▶ **TASK DIRECTIONS**
Select all lines in the records that include "gold".

------------------------------

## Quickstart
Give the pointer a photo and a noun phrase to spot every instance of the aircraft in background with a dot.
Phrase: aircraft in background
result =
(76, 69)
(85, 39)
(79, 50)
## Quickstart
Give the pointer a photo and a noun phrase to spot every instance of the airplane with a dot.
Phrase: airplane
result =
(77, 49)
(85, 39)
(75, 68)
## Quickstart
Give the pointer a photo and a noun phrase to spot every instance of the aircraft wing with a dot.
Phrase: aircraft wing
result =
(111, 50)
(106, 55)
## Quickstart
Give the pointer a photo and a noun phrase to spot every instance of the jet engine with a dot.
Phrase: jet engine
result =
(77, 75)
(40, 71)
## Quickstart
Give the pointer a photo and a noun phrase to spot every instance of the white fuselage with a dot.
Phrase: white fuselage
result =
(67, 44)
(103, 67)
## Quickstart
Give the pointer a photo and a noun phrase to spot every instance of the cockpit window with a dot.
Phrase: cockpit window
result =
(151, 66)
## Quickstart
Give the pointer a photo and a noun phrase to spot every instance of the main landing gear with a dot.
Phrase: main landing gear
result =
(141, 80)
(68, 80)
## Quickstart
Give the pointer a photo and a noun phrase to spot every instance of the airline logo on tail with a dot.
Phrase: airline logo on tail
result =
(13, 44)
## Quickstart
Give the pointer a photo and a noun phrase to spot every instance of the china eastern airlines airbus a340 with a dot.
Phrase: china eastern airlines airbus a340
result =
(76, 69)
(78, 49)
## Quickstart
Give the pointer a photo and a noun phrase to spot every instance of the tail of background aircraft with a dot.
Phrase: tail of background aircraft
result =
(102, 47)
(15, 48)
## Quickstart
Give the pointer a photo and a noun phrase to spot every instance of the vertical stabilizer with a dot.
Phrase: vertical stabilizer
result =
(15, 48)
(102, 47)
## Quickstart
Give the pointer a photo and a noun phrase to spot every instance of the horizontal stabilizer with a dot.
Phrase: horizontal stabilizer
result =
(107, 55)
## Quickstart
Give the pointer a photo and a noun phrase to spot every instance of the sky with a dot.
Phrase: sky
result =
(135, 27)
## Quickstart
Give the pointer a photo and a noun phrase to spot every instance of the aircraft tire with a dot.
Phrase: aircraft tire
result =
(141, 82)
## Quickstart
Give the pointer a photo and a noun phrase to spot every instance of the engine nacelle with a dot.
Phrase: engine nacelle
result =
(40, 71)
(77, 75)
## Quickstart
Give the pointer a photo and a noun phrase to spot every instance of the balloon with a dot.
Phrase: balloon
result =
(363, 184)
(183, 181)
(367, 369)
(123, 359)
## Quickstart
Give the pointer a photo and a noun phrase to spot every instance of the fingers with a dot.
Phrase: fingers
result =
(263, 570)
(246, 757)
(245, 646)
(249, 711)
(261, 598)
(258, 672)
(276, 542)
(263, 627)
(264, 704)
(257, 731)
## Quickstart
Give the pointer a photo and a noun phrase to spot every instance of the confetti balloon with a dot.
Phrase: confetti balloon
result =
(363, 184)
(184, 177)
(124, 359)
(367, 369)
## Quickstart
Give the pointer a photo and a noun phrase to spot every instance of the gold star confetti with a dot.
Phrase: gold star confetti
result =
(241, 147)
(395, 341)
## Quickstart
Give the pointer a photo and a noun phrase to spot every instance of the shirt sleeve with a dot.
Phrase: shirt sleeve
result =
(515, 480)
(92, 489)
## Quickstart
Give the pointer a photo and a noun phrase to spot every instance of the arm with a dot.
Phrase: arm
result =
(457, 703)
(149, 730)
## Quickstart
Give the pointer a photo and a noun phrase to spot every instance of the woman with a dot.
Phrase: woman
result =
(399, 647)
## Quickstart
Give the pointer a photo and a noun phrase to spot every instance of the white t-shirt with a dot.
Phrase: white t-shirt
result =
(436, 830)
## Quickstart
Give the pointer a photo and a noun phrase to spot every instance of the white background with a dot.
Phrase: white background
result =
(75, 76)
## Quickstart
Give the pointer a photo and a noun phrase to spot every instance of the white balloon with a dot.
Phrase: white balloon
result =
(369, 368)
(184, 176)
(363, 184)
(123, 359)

------------------------------

▶ **EXERCISE ANSWER**
Give the pointer a photo and a noun phrase to spot every instance of the gold star confetti with a dot.
Phrase: gold star confetti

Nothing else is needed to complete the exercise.